Rewrite the lines below, changing every "Placement rule" to "Marking rule" and leaving everything else unchanged.

***

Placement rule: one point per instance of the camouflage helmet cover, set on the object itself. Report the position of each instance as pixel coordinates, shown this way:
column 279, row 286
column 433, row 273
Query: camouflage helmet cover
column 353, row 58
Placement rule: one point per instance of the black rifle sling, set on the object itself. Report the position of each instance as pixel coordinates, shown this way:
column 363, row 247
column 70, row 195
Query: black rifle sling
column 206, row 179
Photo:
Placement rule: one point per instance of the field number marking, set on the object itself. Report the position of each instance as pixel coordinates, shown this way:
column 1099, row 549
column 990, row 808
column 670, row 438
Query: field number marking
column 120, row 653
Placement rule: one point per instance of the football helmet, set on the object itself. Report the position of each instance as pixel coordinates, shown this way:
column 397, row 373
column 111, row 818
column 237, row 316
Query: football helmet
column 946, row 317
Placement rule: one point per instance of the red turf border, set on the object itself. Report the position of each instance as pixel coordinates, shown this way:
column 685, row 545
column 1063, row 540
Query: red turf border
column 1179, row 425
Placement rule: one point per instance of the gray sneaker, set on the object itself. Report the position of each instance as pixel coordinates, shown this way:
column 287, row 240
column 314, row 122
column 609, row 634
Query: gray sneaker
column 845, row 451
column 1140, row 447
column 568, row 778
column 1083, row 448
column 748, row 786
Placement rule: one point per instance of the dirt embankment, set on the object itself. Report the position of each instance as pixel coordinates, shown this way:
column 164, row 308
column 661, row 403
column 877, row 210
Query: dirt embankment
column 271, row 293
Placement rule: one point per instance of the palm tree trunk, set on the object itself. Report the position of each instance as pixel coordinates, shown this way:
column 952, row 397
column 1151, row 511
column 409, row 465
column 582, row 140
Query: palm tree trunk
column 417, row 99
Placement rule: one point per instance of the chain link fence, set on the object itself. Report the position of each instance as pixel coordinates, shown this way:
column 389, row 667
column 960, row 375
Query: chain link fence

***

# WRITTEN SOLUTION
Marking rule: one point per instance of the camouflage helmet cover, set on the object itself. Report the position of each instance as pixel coordinates, shown this way:
column 279, row 286
column 433, row 273
Query: camouflage helmet cover
column 353, row 58
Marking rule: one point per instance of the black rifle sling, set on the object itself. Report the position of each instance as pixel coordinates, shown this way:
column 363, row 247
column 70, row 195
Query: black rifle sling
column 206, row 179
Photo:
Marking rule: one point per instance of the field number marking, set on the object itself. Report the position of each instance as pixel coordinates, shown this way:
column 1099, row 549
column 990, row 808
column 670, row 438
Query: field number marking
column 120, row 653
Marking rule: one point per instance of the football helmet, set on the object itself. Report the position of each instance as pixel coordinates, shown this way:
column 397, row 373
column 111, row 818
column 237, row 316
Query: football helmet
column 946, row 317
Marking rule: one point per instance of the red turf border, set on the object itself. Report the position of each instance as pixel coordinates, shown this way:
column 685, row 545
column 1063, row 540
Query: red turf border
column 1179, row 425
Marking rule: one point per instance of the gray sneaker, set on the object itself. Report the position of each instance as pixel coordinates, shown this way:
column 287, row 240
column 314, row 122
column 609, row 634
Query: gray sneaker
column 845, row 451
column 1140, row 447
column 568, row 778
column 1083, row 448
column 748, row 786
Marking rule: one point per instance of the dirt embankment, set on the object itself. Report the position of each instance as pixel coordinates, shown this way:
column 164, row 308
column 661, row 403
column 877, row 210
Query: dirt embankment
column 271, row 293
Marking rule: one point per instance of the palm tree trunk, set on the object itself. Report the position of each instance as pixel coordinates, shown this way:
column 952, row 397
column 1151, row 511
column 409, row 465
column 582, row 140
Query: palm tree trunk
column 417, row 99
Marking rule: one point per instance of the chain link fence, set on the object itself. Report the position of each instance as pixel coordinates, shown this way:
column 389, row 667
column 960, row 375
Query: chain link fence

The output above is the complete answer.